### REQUIRED ACTIONS
a) In the Second Chance to Live post, how many times did the writer's 6th grade teacher make the writer write out "I am sorry"?
b) Copy the stretch of the Second Chance to Live post from "In my post My" through "repair my relationships.".
c) Write what comes next in the Second Chance to Live post, picking up after its final sentence.

Hi, and welcome back to Second Chance to Live. I am glad that you decided to stop by and visit with me. Yesterday I started an important series. I truly believe that apart from rigorous honesty some people will continue to drone on with their lives. These individuals may be satisfied to merely exist to survive. In my experience, I simply got tired of moving from one crisis to another, while living on the edge of another person’s sword. In my experience I had to do the work embodied in this series or die emotionally, spiritually and quite possibly physically.
In my experience I had to look at the dynamics behind what created my inner turmoil. I had to find out what led me to saying, “ I am sorry” so many times that my 6th grade teacher made me write out “ I am sorry” 500 times, like that was going to prevent me from saying “I am sorry”. I had to find out why I continually berated myself. I had to look at the patterns in my relationships that left me anxious, bewildered and discontent. I had to understand why I needed to people please and approval seek when I interacted with people.
I had to come to terms with myself and stop hating the child that God loved, me. I had to repair my relationship with the God of my understanding, that had been torn apart by a shame based spirituality that controlled my life and being. I had to start being a human being and stop being a human doing. I had to make the journey to my heart and stop looking for emotional and spiritual bandages. I had to live and not die emotionally, spiritually and physically. I just wanted the pain to go away and the madness to stop.
As a traumatic brain injury survivor, who had sustained significant and irreparable damage to his right frontal lobe – executive center functioning – I was susceptible to being blamed shamed and made to be responsible for many matters that had nothing to do with me. Because of the damage to my brain in addition to believing that I did not just make mistakes, but that I was a mistake, I had a very difficult time discriminating between what was my responsibility and what was not my responsibility.
In my post My Journey thus Far I disclose how I ardently attempted to rid myself of the “sin” that beset my life. I set out on a course to repair myself and thus repair my relationships.

### GIVEN ENTRIES
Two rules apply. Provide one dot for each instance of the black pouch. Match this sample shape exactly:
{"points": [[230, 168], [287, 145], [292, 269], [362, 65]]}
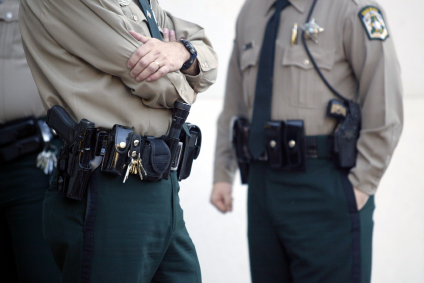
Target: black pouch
{"points": [[296, 145], [156, 158], [192, 142], [240, 128], [116, 154], [285, 142], [346, 137]]}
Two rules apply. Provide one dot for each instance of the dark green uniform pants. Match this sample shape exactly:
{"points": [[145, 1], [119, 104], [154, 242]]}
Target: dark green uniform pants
{"points": [[24, 254], [132, 232], [305, 227]]}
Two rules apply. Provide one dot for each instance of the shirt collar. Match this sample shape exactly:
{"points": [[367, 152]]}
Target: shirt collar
{"points": [[300, 5]]}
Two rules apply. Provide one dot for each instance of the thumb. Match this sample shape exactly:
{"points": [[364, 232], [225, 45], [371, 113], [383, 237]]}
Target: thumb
{"points": [[139, 36], [228, 200]]}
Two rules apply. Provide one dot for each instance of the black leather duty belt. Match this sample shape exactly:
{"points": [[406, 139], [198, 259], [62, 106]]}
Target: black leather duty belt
{"points": [[318, 146]]}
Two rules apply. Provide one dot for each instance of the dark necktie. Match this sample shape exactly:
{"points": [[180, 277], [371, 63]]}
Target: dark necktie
{"points": [[153, 26], [264, 83]]}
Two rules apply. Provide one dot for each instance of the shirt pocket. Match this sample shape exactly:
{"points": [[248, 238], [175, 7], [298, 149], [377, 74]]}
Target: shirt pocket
{"points": [[249, 62], [305, 88], [10, 37]]}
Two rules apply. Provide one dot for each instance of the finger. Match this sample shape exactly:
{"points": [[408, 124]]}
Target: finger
{"points": [[139, 36], [150, 69], [228, 200], [172, 36], [158, 74], [219, 204], [166, 35], [142, 64]]}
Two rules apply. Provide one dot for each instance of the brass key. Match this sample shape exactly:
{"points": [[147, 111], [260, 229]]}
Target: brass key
{"points": [[141, 169], [129, 168]]}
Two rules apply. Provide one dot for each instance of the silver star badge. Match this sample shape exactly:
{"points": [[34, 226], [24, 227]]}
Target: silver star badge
{"points": [[312, 30]]}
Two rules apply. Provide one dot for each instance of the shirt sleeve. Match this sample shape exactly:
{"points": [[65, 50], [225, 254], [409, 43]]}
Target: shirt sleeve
{"points": [[206, 56], [97, 31], [225, 159], [375, 65]]}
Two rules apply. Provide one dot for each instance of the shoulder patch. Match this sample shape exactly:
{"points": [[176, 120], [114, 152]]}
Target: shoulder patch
{"points": [[373, 22]]}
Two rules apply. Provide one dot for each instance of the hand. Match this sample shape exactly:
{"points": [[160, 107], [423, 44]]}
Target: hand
{"points": [[169, 35], [221, 197], [361, 198], [154, 59]]}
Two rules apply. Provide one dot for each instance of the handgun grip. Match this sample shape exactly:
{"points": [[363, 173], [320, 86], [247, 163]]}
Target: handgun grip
{"points": [[60, 121]]}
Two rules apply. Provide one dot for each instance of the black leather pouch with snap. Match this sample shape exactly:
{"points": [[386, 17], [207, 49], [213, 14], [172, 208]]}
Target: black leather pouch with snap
{"points": [[156, 157], [295, 144], [286, 145], [116, 154], [274, 133], [192, 142]]}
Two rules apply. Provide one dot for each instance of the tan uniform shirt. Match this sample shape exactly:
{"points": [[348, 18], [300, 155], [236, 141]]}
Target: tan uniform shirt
{"points": [[361, 69], [78, 52], [18, 94]]}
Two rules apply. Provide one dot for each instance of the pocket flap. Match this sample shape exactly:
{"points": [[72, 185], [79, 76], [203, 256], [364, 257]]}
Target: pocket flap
{"points": [[249, 57], [297, 56]]}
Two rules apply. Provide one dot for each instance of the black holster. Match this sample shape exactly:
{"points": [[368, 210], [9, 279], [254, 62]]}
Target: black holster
{"points": [[191, 139], [286, 147], [74, 169]]}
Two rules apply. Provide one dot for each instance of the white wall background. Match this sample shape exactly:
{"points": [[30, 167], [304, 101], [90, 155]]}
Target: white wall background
{"points": [[221, 240]]}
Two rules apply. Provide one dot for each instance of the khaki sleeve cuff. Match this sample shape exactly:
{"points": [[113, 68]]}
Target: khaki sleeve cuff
{"points": [[208, 66]]}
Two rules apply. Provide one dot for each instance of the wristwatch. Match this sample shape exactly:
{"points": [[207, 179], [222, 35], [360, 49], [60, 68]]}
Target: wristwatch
{"points": [[193, 54]]}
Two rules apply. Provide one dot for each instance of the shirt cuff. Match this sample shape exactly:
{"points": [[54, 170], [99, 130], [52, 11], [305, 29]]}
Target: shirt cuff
{"points": [[207, 69]]}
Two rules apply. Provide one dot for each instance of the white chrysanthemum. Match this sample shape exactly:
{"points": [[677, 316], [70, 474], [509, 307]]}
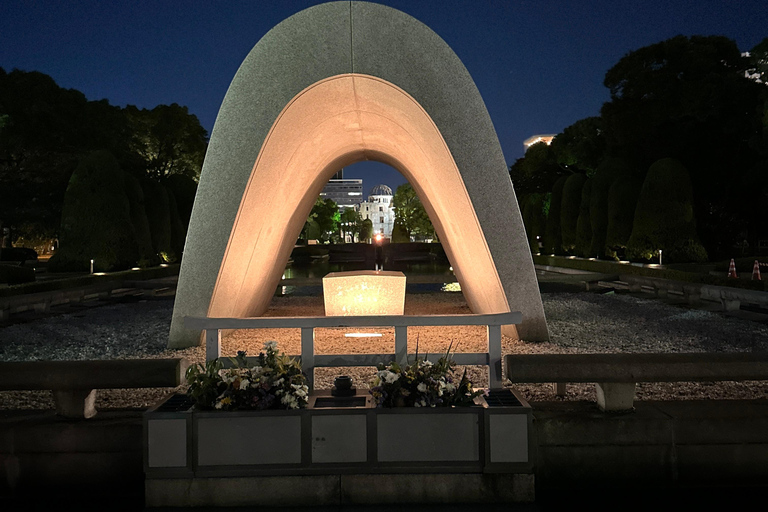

### PER-TASK OUTPUTS
a) 500 times.

b)
In my post My Journey thus Far I disclose how I ardently attempted to rid myself of the “sin” that beset my life. I set out on a course to repair myself and thus repair my relationships.

c)
In this pursuit, I became obsessively involved with various churches. I spent countless hours saturating myself in bible study, scripture memory and listening to a wide array of teachers –from charismatic, full gospel, fundamental, non-denominational, and denominational churches / leadership. I attempted to apply what I was learning, but continued to fall short.
Some would say that I just did not do enough: pray, read, or believe. To that notion, I would say phooey. My interest was to do whatever it took to become a victorious over comer and at the same time to be of service to God and to my fellow man. In this pursuit, I went on to obtain my undergraduate degree in theology from Oral Robert’s University. I attended Asbury Theological Seminary for 1 year and then went on to obtain my master’s degree in Rehabilitation Counseling from the University of Kentucky.
My motivation is to expose my readers to what has worked for me and provided a way, where no way seemed to exist. None of what I will share in this series has anything to do with psychological mumbo jumbo. Nor is it anti Bible, God or Church. If you want what I have –as I have heard others people say — then do what I do. If what you are doing is working for you, keep going. I am happy for you. If it is not, be open to learn. In this series I will distill much of what I have learned over the 40 years through my pursuit of personal empowerment as a traumatic brain injury survivor and a man who has been affected by toxic shame. In essence, I have had to resolve and then begin to overcome two significant hurdles before I could begin to accept myself.
The information is not a substitute for you doing your own work. In my experience, I had to be committed to my process. I have found that my commitment has provided phenomenal freedom and dignity, and has resulted in my having peace with God, my fellows, and myself. At the end of meetings there is a saying that we repeat, “Keep coming back, it will work if you work it”. To that I add “ and work it (your program) because you are worth it”. You and I are worth doing what ever it takes to fulfill our destinies and to be of maximum service to God and our fellow sojourners. Concluded in Part 3 .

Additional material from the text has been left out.